- WHAT YOU SHOULD DO
Reproduce each of the records below line for line, without changes, and omit the pictures.

■ ■ ■ ■ ■ ■ ■

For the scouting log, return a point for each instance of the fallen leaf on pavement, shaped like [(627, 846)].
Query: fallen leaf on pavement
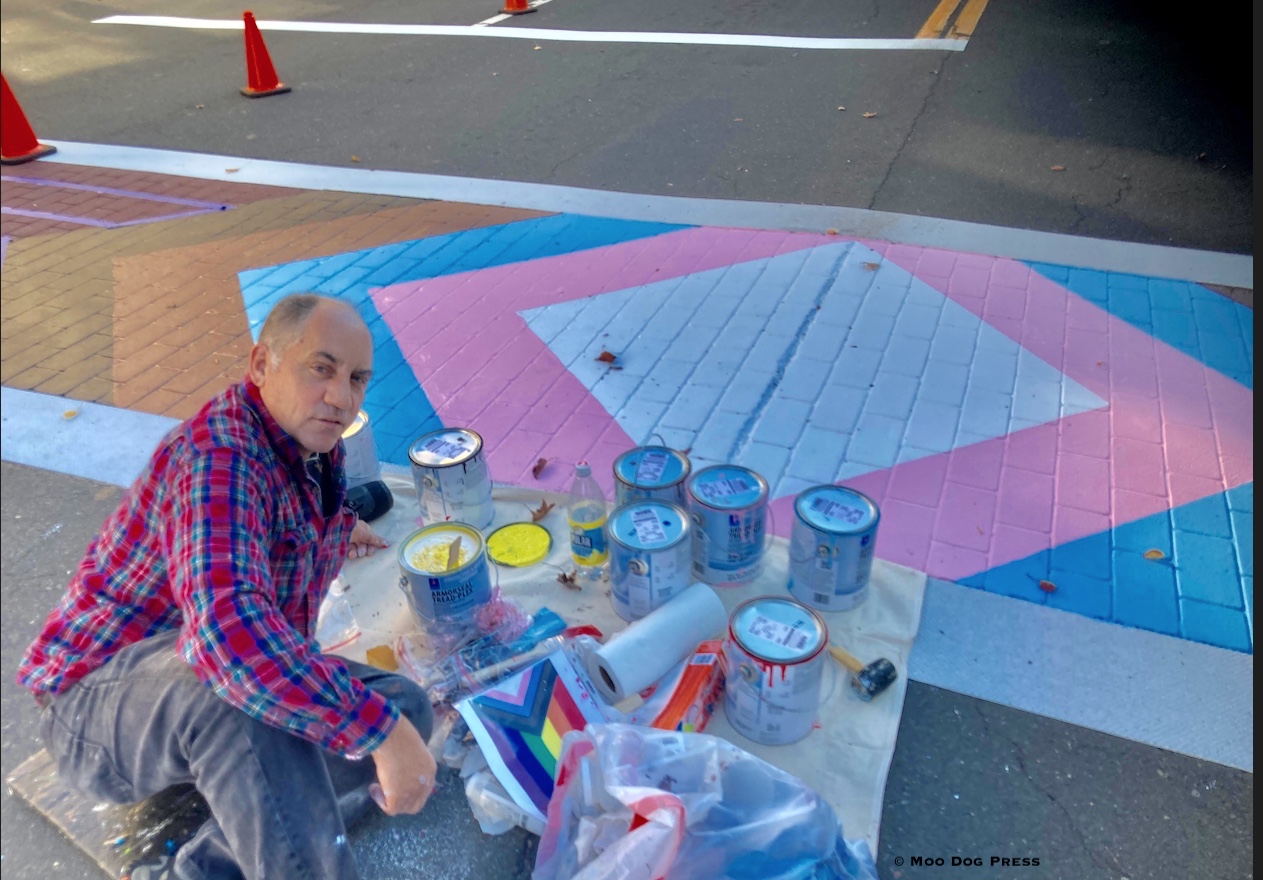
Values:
[(536, 515)]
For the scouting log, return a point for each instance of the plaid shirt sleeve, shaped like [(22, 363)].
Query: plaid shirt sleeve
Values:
[(234, 636)]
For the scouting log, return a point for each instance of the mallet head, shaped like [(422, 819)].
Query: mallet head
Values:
[(874, 678)]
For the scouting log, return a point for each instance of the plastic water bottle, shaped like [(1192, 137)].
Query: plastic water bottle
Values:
[(586, 514)]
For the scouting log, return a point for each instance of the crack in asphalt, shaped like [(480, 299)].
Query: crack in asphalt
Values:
[(1019, 754), (925, 104)]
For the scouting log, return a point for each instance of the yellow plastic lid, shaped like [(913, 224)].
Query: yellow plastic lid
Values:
[(519, 544)]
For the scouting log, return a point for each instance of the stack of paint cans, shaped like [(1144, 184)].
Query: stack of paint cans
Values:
[(443, 590), (776, 660), (729, 508), (452, 481), (831, 547), (361, 452), (651, 551), (651, 472)]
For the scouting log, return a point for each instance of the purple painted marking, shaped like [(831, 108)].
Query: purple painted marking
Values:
[(104, 224), (58, 217), (125, 193)]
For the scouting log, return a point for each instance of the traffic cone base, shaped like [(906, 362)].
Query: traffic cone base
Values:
[(38, 153), (260, 76), (264, 92)]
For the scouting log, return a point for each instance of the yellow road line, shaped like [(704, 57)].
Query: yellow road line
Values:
[(968, 19), (937, 22)]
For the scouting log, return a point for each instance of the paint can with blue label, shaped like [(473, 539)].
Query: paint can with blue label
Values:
[(448, 467), (729, 508), (776, 664), (361, 462), (651, 553), (445, 586), (651, 472), (831, 547)]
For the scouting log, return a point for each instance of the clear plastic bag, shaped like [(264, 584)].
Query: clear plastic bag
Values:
[(635, 803)]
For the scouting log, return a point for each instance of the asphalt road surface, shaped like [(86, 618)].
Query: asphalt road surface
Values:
[(1148, 114)]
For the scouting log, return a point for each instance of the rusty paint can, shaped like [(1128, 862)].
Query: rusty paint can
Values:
[(831, 547), (651, 553), (651, 472), (776, 653), (448, 467)]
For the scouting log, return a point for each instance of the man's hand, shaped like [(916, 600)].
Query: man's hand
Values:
[(364, 541), (406, 770)]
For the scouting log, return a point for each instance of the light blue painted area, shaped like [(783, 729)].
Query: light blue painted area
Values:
[(812, 328), (1107, 576), (1189, 317), (395, 402)]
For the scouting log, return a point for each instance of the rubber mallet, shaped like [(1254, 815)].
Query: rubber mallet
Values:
[(867, 681)]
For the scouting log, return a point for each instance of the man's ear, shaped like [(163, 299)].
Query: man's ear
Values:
[(259, 362)]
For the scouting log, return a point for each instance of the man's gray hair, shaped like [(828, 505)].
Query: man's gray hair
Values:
[(284, 323)]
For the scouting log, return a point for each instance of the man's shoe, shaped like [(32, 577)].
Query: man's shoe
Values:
[(158, 868)]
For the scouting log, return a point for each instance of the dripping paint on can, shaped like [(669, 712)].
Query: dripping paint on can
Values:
[(776, 660)]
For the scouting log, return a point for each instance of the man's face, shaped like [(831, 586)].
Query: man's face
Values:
[(317, 386)]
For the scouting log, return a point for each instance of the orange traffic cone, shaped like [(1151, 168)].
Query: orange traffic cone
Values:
[(18, 142), (260, 75)]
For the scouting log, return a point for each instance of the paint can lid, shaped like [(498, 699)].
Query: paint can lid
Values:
[(777, 629), (445, 447), (836, 509), (648, 525), (728, 487), (651, 467), (519, 544)]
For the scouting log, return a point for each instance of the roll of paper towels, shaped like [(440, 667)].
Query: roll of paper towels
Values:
[(646, 650)]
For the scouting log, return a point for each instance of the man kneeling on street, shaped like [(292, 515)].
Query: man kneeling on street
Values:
[(185, 652)]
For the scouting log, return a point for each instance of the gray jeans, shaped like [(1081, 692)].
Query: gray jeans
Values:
[(144, 722)]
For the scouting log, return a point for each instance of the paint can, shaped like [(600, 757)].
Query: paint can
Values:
[(361, 452), (651, 553), (776, 662), (451, 476), (729, 508), (831, 547), (651, 472), (438, 595)]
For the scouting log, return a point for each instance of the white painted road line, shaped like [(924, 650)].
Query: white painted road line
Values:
[(546, 34), (1151, 688), (1176, 263)]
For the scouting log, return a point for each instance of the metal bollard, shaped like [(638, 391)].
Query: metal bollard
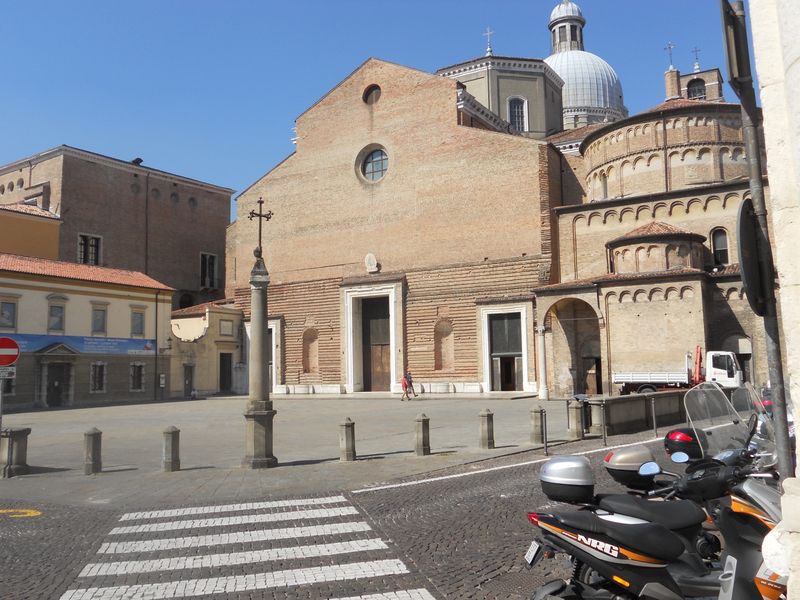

■ ■ ■ ■ ■ ■ ■

- TASK ANSWER
For the scouting log, return a point for each instance of the fallen leaf on pavement, shaped like [(627, 846)].
Query: fallen leaf on pavement
Values:
[(536, 515)]
For the scouting log, return a point for each instance of the plaid shirt sleeve, shaped like [(22, 363)].
Query: plaid shirt sleeve
Values:
[(234, 636)]
For the scouting log, return a point for each instance of the mallet head, shaped like [(422, 819)].
Query: mallet head
Values:
[(874, 678)]
For the scouting log, return a point for each instance of the plastic water bottle, shaped like [(1192, 137)].
Query: plastic water bottle
Values:
[(586, 514)]
For the scouting log, return a point for each instance of the crack in asphalt, shaped like [(480, 299)].
Query: crack in asphalt
Values:
[(1019, 754), (925, 104)]
For the scouting log, return a point for each instance of the yellow plastic lid, shaped like [(913, 224)].
Query: yellow plastic lid
Values:
[(519, 544)]
For the scouting log, return a point for each instance of the stack of paint cans, shaped like [(1144, 184)].
Query: stack of paint cans
Values:
[(443, 590), (776, 660), (729, 508), (452, 481), (831, 547), (361, 452), (651, 551), (651, 472)]
For the scouting log, return a point for each instance of the purple painted marking, shaped like [(831, 108)].
Query: purple painted marking
Values:
[(104, 224), (58, 217), (125, 193)]
For the scouting log, return a point for each instance of the traffic cone base, shaped like [(906, 362)].
Query: traffic cone base
Values:
[(38, 153), (260, 76), (264, 92)]
For the scouting log, return a point for each instance of the yellow road line, shaped like [(704, 57)].
Query: yellow road line
Values:
[(968, 19), (937, 22)]
For the scouting log, return a point for each instance of the paint can with blue label, shaped like [(473, 539)].
Query: paint can with blue label
Values:
[(448, 467), (729, 508), (776, 664), (361, 462), (651, 553), (445, 586), (651, 472), (831, 547)]
For the scouting log, return a point for each instance of the clear plastic bag, shaped like [(264, 584)].
Query: clear plastic bag
Values:
[(635, 803)]
For the scouting log, return a point for each instance of the asphalt road surface, shaped like [(86, 618)].
Query: asphalt road surface
Values:
[(1148, 114)]
For the scouting log, return a point for each instance of the rusty paint can, shaped like [(1128, 862)].
Query: rusty paint can
Values:
[(831, 547), (651, 553), (651, 472), (776, 653), (448, 467)]
For the scouting log, return a point for each instance of the man's hand, shaped like [(916, 600)].
Query: man's hand
Values:
[(364, 541), (406, 770)]
For the scouting log, return a point for each instance of the light blue painted area, shaped like [(783, 729)].
Query: light blue painted area
Values:
[(812, 328), (1107, 576), (1189, 317), (395, 402)]
For the scouting log, return a point for each instance of the rubber mallet, shaped like [(1254, 815)].
Query: rubber mallet
Values:
[(867, 681)]
For the scouting log, return a point for each instance of the man's ear, shaped like [(163, 299)].
Query: man's ear
Values:
[(259, 362)]
For the scouting log, return a point for each instance of the man's gray hair, shaped like [(828, 505)].
Query: man's gray hair
Values:
[(284, 323)]
For the scouting log, return a point for each instance of the man's shoe, shaped like [(32, 577)].
Query: man's shoe
Values:
[(158, 868)]
For the scouting log, return a point for each instance of the dripping paint on can, shaped like [(669, 712)].
Query: dripping paint on can
Values:
[(776, 660)]
For the scouting log, return a point for each instance of the man's face, shaped like [(831, 586)].
Query: man's face
Values:
[(317, 386)]
For the scouting log, return a point for each instance of the orange traffic cone, shaped like [(1151, 168)].
Query: orange traffic cone
Values:
[(18, 142), (260, 75)]
For the scouting log, return a point for each instance of the paint can lid, shaped like [(498, 699)].
Query: paint can lid
Values:
[(777, 629), (445, 447), (836, 509), (648, 525), (728, 487), (651, 467), (519, 544)]
For the scouting log, return a point for each instance of the roll of paper towels, shaped like [(440, 667)].
Query: roll of paper towels
Values:
[(646, 650)]
For the scouting log, return a point for each instance of the man kneeling on street, shaped like [(292, 515)].
Query: man kneeling on street
Values:
[(185, 652)]
For the scouting log, return a point for each instance of the gray jeans, shaped like [(1081, 692)].
Query: gray jeans
Values:
[(144, 722)]
For the scouting log, return a point for each instance of the paint can, shaped like [(600, 757)].
Query: paint can
Values:
[(361, 452), (651, 553), (776, 662), (451, 476), (729, 508), (831, 547), (651, 472), (438, 595)]
For the scouting log, return a point for each instance of the white painted road line, shaped like [(924, 650)].
Query: white painted road line
Values:
[(546, 34), (1151, 688), (1176, 263)]
For the scouting log, return a point for each instance of the metal bollard, shaped like [(638, 391)].
Query: metal bollard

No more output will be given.